▸ **PROBLEM STATEMENT**
Scale the lines that run from the start of the records through the line containing "[[217, 249], [247, 249]]", both ends included, and give only those lines. Repeat them in full, requests included, but multiply every point coordinate in the answers by 0.75 and round each to a whole number, with halves rounding up.

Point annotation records
<<<<
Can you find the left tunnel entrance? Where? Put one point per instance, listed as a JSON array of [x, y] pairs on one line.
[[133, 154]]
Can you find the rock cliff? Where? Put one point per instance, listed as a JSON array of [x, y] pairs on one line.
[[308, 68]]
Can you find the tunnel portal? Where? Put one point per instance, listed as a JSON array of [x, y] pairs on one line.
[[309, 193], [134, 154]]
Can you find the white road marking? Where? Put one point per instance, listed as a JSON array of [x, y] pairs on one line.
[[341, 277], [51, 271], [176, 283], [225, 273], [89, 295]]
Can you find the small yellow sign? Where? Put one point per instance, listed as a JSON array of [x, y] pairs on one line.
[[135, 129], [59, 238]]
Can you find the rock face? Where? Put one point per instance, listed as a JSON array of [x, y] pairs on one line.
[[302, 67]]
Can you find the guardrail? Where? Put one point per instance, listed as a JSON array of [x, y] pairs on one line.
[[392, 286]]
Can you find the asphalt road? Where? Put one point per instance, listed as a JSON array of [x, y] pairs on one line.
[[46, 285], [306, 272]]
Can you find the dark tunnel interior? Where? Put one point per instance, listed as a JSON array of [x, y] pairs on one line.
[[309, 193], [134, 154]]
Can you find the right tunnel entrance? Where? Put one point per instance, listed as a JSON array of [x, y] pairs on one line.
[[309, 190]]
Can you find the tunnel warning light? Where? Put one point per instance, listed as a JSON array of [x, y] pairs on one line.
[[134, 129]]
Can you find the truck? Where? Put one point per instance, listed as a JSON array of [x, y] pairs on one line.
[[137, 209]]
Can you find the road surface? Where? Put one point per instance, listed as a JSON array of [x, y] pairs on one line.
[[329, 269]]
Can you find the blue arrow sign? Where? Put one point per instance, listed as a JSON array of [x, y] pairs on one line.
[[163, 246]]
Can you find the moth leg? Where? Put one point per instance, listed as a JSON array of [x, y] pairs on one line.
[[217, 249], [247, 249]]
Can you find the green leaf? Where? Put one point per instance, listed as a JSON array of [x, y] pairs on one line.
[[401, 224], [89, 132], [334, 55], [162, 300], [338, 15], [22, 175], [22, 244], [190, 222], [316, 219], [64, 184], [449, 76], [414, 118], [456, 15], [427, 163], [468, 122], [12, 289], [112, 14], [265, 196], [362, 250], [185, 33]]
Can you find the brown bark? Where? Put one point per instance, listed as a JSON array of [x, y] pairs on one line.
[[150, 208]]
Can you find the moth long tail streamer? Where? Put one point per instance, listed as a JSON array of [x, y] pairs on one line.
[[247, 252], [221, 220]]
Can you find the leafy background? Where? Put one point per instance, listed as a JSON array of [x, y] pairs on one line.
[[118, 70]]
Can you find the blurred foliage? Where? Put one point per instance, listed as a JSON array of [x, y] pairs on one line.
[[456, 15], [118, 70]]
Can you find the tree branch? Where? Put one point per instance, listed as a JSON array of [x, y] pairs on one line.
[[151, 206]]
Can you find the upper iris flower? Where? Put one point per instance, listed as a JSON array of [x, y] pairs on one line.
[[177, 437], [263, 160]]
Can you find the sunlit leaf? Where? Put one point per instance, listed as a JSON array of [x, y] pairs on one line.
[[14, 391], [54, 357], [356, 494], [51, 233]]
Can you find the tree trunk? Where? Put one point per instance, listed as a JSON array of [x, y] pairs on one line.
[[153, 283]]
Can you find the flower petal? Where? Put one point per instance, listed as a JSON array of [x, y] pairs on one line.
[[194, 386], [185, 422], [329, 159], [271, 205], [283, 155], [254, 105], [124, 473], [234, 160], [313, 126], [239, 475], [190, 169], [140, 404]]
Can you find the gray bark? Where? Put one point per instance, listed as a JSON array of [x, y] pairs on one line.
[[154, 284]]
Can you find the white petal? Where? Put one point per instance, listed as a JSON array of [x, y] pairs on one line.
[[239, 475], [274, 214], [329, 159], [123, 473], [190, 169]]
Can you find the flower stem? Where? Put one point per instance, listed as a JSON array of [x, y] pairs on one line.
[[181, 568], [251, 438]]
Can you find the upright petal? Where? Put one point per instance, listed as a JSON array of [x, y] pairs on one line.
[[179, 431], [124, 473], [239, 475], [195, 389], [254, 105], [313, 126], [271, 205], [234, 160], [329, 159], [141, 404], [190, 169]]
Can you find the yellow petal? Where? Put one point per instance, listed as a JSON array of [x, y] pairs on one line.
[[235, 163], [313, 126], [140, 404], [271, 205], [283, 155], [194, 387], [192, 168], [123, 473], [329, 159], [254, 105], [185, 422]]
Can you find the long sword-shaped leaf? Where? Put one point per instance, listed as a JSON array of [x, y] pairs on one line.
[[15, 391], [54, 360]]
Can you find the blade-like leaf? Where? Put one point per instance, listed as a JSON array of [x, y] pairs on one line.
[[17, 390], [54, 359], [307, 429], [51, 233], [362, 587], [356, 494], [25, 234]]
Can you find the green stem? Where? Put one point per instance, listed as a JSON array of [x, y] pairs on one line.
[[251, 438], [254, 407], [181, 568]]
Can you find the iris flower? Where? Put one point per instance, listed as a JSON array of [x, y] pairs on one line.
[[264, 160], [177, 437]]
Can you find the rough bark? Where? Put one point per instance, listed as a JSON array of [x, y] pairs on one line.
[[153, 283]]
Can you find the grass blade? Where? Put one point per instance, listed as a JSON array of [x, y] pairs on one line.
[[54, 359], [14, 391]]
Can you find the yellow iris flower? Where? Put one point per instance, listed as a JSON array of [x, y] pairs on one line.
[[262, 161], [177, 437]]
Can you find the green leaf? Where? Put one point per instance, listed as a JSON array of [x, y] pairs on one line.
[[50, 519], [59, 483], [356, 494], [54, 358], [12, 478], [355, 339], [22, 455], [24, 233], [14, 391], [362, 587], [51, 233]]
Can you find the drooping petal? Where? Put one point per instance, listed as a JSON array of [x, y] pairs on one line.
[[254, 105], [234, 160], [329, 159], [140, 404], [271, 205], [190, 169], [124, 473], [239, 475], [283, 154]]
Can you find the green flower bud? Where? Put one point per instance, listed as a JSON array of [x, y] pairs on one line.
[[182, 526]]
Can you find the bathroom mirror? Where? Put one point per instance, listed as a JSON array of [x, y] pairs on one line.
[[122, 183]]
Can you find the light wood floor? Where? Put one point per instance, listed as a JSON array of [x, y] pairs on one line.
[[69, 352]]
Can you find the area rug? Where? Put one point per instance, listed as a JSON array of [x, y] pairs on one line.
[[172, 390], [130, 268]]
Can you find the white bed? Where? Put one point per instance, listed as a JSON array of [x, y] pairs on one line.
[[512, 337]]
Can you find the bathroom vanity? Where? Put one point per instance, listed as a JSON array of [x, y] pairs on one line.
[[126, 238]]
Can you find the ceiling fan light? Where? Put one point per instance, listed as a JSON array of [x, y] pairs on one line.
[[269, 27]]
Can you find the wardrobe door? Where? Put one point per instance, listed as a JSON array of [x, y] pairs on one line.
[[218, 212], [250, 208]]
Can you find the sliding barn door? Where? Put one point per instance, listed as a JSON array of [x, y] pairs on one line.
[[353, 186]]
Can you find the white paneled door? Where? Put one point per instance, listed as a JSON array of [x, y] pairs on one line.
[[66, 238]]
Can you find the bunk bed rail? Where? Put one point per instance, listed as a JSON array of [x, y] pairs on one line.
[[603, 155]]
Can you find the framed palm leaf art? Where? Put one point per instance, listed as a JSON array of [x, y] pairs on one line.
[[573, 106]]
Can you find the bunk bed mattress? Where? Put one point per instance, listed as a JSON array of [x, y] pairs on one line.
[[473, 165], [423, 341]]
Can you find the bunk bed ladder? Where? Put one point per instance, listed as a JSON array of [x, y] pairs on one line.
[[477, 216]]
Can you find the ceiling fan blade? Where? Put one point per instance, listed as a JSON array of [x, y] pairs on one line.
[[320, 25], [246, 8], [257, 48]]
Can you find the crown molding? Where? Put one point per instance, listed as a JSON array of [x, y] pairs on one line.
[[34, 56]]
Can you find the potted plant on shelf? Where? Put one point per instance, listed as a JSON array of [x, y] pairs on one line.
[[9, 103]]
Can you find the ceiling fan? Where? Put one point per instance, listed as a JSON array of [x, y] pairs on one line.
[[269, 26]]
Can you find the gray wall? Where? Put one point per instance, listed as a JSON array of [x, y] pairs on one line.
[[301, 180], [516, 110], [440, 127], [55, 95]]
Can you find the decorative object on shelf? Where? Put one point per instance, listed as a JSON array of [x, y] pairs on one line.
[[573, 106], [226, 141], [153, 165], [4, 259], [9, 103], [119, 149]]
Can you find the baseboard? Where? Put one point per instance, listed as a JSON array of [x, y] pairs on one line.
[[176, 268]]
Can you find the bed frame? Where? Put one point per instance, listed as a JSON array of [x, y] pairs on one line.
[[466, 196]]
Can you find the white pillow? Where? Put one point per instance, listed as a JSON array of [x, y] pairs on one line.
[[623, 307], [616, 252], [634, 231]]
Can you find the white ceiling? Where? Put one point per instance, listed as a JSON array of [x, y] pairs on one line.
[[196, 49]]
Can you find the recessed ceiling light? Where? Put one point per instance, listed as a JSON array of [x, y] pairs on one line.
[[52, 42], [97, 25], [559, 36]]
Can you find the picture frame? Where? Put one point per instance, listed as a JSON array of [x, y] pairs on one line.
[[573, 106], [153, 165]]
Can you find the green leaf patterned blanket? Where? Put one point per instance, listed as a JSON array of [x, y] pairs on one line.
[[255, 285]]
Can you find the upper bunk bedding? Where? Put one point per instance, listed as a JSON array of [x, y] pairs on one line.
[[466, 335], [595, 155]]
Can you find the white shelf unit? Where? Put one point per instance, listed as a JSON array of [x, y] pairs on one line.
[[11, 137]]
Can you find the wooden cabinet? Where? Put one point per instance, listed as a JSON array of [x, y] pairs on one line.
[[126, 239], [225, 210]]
>>>>
▸ **EXPECTED ANSWER**
Can you find the left tunnel entrance? Where? Put one point per instance, listed as a JSON array of [x, y] pairs on one line.
[[100, 116]]
Can you find the rock cliff? Where? Put one point per instance, listed as a JSON array of [x, y] pairs on one line.
[[231, 51]]
Can you find the tunnel portal? Where? Put one point per instance, listed as a JSON array of [x, y] pairs on one line.
[[232, 145], [101, 116]]
Can you find the white road marking? Where? Put one point per instance, listed as a JSON array of [x, y] pairs on one line.
[[256, 208], [38, 203], [132, 212], [169, 205], [67, 221]]
Can you find the small yellow sign? Where? Put one point per instance, listed as a JSON array of [x, y] pairs on one line.
[[101, 97], [44, 179]]
Can you find the rock face? Where? Put one point per instance, listed as a JSON array of [x, y] pairs on one line.
[[227, 50]]
Can you find the guardrail? Where? Put one point per instance, listed as a JSON array of [x, y] pairs on one line.
[[294, 215]]
Can you find the asphalt road? Where? Put one point per instance, listed as a JSON array of [x, y] pairs on one line.
[[35, 214], [230, 204]]
Can you find the dark tunnel interior? Where? Put one point per instance, listed as a JSON array of [x, y] pairs on one line.
[[232, 145], [101, 116]]
Can you find the right tunnel entrance? Where? Put one point per instance, listed as a JSON array of [x, y] pairs on one line.
[[232, 143]]
Can you find the tunnel warning light? Where? Put one point per instance, listed as a JSON array of [x, y] pairs on one line.
[[101, 97]]
Can you find the truck? Where? Put one point per instance, listed as a JSON array of [x, y] pairs on one line.
[[103, 157]]
Can you find the road surface? Where? Put one point per instance, listed as a JSON array of [x, y] pairs on one line.
[[247, 202]]
Can you find the blue arrow sign? Where? Put one point per instance, listed as a JSON array of [x, y] pairs on one line.
[[122, 185]]
Can you find the moth leg? Where? Put one point per instance, listed as a JSON array of [x, y] pairs on one line.
[[163, 187], [185, 187]]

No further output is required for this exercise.